Consigne 1:
Repérez dans les enregistrements chaque ligne contenant le mot « oval » et recopiez-la, en tenant compte de la casse.

Excellence, cheval, Italie, les trois mots-clé de ce roman ado où règne une ambiance poisseuse, alourdie par les non-dits et l’abus.
Enquête journalistique, littérature de genre, témoignages d’une époque révolue, ces trois livres composent, à leur manière, un drôle de patchwork. Leurs points communs ? Ils sont tous « américains », car issus du continent américain. Argentine, Chili, Etats-Unis, sans trucages, au coeur d’une certaine réalité, qu’elle soit concrète ou masquée par les atours de la science-fiction, les amériques se livrent.

Consigne 2:
Recopiez le passage du texte compris entre « Excellence, cheval, Italie, les » et « amériques se livrent. », bornes incluses.

Jeu d'enregistrements:
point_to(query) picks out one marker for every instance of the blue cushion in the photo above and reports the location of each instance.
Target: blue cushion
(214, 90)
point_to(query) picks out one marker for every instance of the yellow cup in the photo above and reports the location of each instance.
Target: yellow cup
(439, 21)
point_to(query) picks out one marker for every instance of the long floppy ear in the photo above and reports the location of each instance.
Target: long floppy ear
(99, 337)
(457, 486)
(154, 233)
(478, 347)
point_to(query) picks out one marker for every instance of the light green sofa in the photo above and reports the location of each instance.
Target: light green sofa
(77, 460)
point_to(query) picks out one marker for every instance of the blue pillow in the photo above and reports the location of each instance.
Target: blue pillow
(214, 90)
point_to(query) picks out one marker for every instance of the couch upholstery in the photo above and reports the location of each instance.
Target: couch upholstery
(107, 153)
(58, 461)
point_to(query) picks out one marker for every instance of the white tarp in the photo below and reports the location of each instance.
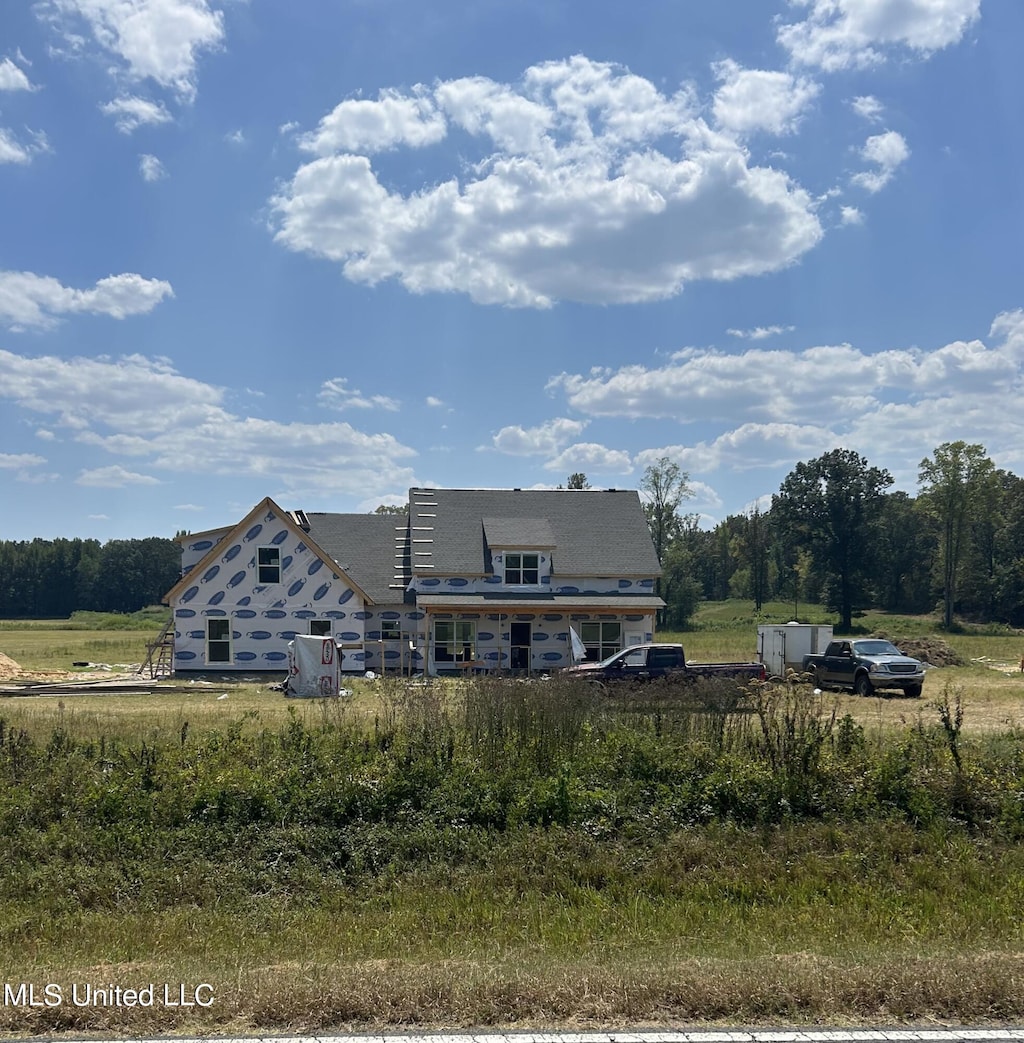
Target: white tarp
(312, 668)
(578, 649)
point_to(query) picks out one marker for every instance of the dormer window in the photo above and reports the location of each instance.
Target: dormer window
(521, 568)
(268, 564)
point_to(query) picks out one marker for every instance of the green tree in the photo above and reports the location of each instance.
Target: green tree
(955, 483)
(752, 547)
(665, 486)
(830, 505)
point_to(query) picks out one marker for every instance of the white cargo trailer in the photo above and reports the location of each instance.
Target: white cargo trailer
(782, 647)
(312, 668)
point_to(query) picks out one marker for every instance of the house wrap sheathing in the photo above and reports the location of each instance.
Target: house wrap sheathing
(468, 580)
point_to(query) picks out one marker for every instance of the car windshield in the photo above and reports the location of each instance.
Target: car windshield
(876, 648)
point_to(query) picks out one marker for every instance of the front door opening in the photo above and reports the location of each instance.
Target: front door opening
(519, 652)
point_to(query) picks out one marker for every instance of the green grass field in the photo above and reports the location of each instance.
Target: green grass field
(516, 854)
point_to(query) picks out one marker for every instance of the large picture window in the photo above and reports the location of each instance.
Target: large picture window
(602, 639)
(455, 640)
(520, 568)
(218, 640)
(268, 564)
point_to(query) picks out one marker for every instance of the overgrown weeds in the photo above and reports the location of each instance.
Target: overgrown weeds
(544, 829)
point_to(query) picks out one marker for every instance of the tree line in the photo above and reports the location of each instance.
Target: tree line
(51, 579)
(835, 534)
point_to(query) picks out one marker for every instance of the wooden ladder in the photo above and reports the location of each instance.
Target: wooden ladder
(160, 653)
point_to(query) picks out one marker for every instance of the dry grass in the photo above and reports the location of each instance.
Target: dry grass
(389, 994)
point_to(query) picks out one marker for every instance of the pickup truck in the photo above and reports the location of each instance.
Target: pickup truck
(866, 664)
(651, 662)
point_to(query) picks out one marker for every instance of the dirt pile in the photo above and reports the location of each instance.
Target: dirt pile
(8, 668)
(928, 649)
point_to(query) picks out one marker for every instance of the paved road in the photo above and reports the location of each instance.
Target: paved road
(642, 1036)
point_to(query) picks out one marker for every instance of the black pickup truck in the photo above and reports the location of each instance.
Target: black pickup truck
(651, 662)
(867, 664)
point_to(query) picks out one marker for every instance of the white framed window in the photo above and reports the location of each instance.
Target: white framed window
(455, 640)
(521, 568)
(218, 640)
(602, 638)
(268, 564)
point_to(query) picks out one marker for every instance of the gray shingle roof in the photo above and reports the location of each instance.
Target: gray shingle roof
(593, 532)
(370, 548)
(531, 533)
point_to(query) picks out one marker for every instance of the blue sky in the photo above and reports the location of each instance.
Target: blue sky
(328, 250)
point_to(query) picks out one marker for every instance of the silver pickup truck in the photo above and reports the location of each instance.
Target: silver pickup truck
(864, 664)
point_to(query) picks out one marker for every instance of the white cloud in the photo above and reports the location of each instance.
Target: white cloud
(336, 394)
(591, 457)
(143, 409)
(846, 33)
(114, 477)
(759, 333)
(370, 126)
(748, 446)
(868, 107)
(907, 399)
(542, 440)
(17, 461)
(755, 99)
(130, 112)
(11, 150)
(155, 40)
(887, 151)
(30, 300)
(150, 168)
(13, 78)
(591, 186)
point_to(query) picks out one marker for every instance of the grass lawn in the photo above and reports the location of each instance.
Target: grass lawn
(487, 854)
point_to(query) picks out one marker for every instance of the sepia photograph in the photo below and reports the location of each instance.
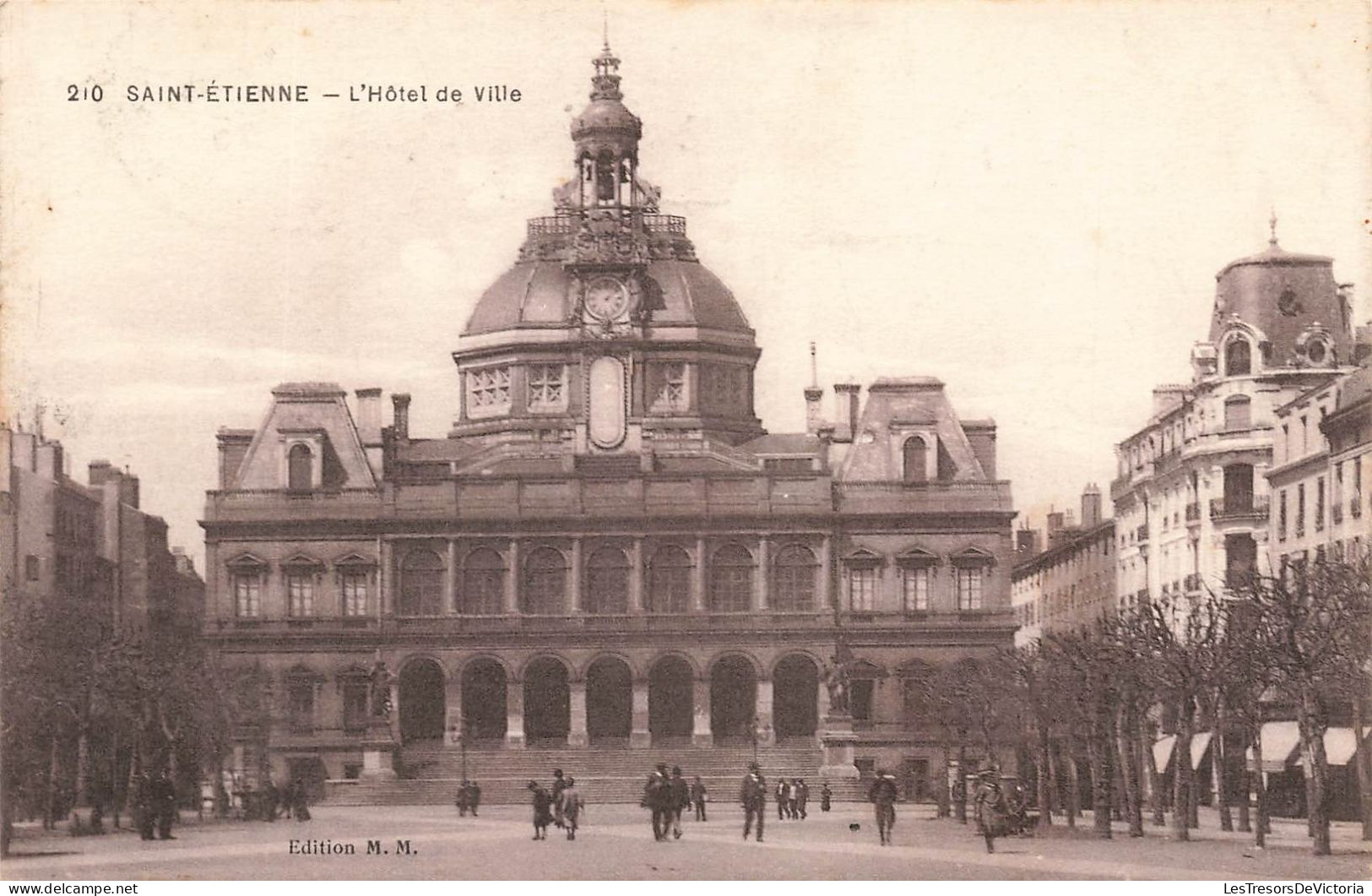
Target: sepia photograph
(665, 441)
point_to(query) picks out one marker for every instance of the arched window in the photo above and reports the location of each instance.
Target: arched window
(483, 584)
(1238, 357)
(914, 453)
(545, 584)
(421, 584)
(794, 588)
(1238, 412)
(730, 579)
(300, 467)
(607, 582)
(669, 581)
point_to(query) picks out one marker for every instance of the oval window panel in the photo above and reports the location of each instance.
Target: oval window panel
(607, 401)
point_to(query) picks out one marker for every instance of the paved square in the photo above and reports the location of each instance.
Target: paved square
(616, 844)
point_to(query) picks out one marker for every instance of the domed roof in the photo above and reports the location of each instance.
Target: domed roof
(537, 294)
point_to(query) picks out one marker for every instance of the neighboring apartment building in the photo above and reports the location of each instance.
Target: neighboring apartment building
(65, 540)
(1071, 582)
(607, 553)
(1321, 453)
(1191, 498)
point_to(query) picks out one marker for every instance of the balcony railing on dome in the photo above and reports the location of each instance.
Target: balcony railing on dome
(568, 224)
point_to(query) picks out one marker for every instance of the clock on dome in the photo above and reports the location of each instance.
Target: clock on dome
(607, 298)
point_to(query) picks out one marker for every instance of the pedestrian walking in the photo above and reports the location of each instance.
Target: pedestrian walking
(559, 784)
(658, 799)
(992, 812)
(884, 795)
(300, 801)
(572, 807)
(753, 796)
(542, 810)
(681, 799)
(697, 797)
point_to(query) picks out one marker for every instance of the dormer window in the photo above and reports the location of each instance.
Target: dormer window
(489, 391)
(548, 388)
(1238, 357)
(300, 463)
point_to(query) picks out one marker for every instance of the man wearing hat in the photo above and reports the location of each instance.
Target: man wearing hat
(884, 793)
(753, 796)
(658, 799)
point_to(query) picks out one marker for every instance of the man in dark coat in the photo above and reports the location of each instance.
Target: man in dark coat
(884, 795)
(542, 810)
(681, 799)
(164, 796)
(658, 799)
(559, 784)
(753, 796)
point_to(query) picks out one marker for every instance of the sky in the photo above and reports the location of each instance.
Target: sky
(1027, 201)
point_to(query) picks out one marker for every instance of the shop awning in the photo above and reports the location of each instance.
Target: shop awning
(1279, 741)
(1339, 747)
(1200, 742)
(1163, 752)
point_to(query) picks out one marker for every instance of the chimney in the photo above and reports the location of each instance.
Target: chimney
(369, 415)
(401, 426)
(847, 421)
(1091, 507)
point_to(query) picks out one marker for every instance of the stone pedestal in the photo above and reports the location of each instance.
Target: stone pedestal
(379, 751)
(838, 738)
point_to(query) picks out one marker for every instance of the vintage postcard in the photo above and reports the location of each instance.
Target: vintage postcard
(686, 441)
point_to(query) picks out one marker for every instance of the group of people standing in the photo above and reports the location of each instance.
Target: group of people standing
(563, 806)
(792, 797)
(667, 796)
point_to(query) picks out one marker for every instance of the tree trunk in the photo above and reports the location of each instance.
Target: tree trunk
(1156, 795)
(1181, 773)
(1316, 768)
(1044, 768)
(1363, 762)
(1073, 785)
(961, 785)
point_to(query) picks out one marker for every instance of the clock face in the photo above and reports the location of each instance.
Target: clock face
(605, 298)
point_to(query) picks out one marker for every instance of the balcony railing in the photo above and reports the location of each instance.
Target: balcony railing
(648, 623)
(1242, 508)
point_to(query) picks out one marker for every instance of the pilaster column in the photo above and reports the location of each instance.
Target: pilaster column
(702, 735)
(640, 735)
(515, 715)
(512, 592)
(450, 584)
(766, 735)
(697, 584)
(827, 573)
(762, 581)
(577, 735)
(636, 578)
(575, 590)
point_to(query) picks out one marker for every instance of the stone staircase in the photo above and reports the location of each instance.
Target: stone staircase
(432, 771)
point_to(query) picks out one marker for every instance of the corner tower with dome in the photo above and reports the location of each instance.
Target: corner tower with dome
(607, 562)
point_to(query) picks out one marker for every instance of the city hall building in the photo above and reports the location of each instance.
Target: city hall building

Réponse complète 1:
point_to(query) picks out one marker for every instance of the oval window panel in the photo above and reports the location of each instance.
Target: oval window panel

Réponse complète 2:
Excellence, cheval, Italie, les trois mots-clé de ce roman ado où règne une ambiance poisseuse, alourdie par les non-dits et l’abus.
Enquête journalistique, littérature de genre, témoignages d’une époque révolue, ces trois livres composent, à leur manière, un drôle de patchwork. Leurs points communs ? Ils sont tous « américains », car issus du continent américain. Argentine, Chili, Etats-Unis, sans trucages, au coeur d’une certaine réalité, qu’elle soit concrète ou masquée par les atours de la science-fiction, les amériques se livrent.